**Task goal**. Set down, word for word, the stretch of the material below that runs from the line containing "Expected behaviour: for every instance of the grass, place" through the end of the material, with both ends included.
━━ Supplied information ━━
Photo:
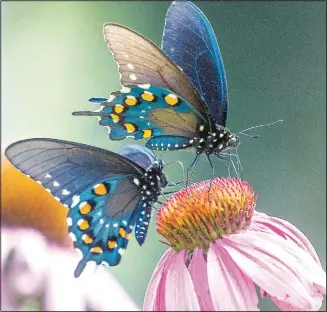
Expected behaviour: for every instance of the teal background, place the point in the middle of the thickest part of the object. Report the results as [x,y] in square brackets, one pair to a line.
[54,58]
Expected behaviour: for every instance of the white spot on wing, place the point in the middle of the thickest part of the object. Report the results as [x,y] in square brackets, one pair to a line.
[65,192]
[130,66]
[79,253]
[69,221]
[72,236]
[99,109]
[76,200]
[125,90]
[144,86]
[132,77]
[111,98]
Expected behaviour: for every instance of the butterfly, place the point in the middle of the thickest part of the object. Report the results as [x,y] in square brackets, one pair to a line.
[108,194]
[176,98]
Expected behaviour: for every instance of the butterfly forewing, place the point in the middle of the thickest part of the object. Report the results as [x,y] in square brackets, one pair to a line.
[190,42]
[142,62]
[99,186]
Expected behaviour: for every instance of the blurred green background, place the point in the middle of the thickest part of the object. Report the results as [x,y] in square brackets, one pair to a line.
[54,58]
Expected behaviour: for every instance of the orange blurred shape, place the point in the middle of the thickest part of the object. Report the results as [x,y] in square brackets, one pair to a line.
[25,203]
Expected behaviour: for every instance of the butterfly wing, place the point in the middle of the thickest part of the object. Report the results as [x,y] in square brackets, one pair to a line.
[142,62]
[96,184]
[149,111]
[138,154]
[190,42]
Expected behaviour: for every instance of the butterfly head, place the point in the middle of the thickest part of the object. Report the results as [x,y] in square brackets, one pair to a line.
[233,140]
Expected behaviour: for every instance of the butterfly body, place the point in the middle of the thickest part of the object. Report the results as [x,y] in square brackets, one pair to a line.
[109,194]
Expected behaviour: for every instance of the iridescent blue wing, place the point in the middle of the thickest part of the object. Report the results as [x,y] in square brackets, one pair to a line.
[190,42]
[96,184]
[150,112]
[138,154]
[142,62]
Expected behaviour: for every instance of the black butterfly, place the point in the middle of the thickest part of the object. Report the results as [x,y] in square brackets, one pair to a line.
[176,98]
[108,194]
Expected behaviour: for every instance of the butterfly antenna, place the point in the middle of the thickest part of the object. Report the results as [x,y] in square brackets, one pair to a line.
[181,164]
[255,136]
[86,113]
[262,125]
[240,168]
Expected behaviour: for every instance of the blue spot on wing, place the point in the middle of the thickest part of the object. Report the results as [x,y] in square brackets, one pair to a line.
[190,42]
[144,113]
[100,235]
[166,142]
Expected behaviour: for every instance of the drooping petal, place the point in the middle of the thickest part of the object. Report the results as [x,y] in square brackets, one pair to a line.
[286,230]
[155,293]
[288,307]
[179,291]
[198,272]
[230,288]
[280,267]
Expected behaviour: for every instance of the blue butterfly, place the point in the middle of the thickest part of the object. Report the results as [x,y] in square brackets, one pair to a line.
[175,98]
[108,194]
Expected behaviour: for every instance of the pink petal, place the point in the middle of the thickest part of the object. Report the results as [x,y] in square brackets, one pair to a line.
[286,230]
[288,307]
[198,272]
[230,288]
[280,267]
[155,294]
[180,293]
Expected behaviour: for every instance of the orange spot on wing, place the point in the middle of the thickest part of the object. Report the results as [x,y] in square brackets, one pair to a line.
[112,244]
[130,100]
[96,249]
[85,208]
[122,232]
[87,239]
[130,128]
[100,189]
[147,96]
[83,224]
[118,108]
[115,118]
[171,99]
[147,133]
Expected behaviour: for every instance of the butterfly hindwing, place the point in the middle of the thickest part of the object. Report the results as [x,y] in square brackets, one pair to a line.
[148,112]
[99,186]
[101,221]
[190,42]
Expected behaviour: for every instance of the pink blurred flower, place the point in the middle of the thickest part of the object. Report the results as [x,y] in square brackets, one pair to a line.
[33,269]
[221,248]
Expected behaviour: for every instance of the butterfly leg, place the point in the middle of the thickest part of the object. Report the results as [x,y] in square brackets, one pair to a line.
[212,172]
[190,169]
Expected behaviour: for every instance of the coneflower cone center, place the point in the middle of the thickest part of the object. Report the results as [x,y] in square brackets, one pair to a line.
[205,211]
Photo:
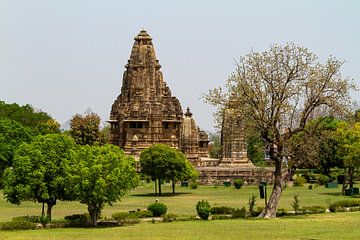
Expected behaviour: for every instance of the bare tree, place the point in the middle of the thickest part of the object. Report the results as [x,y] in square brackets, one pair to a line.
[277,92]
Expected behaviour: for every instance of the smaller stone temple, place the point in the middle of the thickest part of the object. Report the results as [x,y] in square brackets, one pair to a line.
[146,113]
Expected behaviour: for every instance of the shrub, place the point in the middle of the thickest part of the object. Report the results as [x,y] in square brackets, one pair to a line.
[78,220]
[299,181]
[157,209]
[170,217]
[194,185]
[238,183]
[281,212]
[34,219]
[203,209]
[239,213]
[313,209]
[19,224]
[222,210]
[252,203]
[307,177]
[220,217]
[323,179]
[340,206]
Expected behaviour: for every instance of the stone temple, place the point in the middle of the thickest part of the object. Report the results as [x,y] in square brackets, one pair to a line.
[146,113]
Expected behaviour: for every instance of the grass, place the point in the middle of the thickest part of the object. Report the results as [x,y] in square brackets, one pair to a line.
[321,226]
[183,202]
━━━
**Correct output**.
Expected behaviour: for every instance of the grass, place the point in the middle of the thickest part of the object. Report the results as [x,y] in square brackets, one pair to a line.
[321,226]
[183,202]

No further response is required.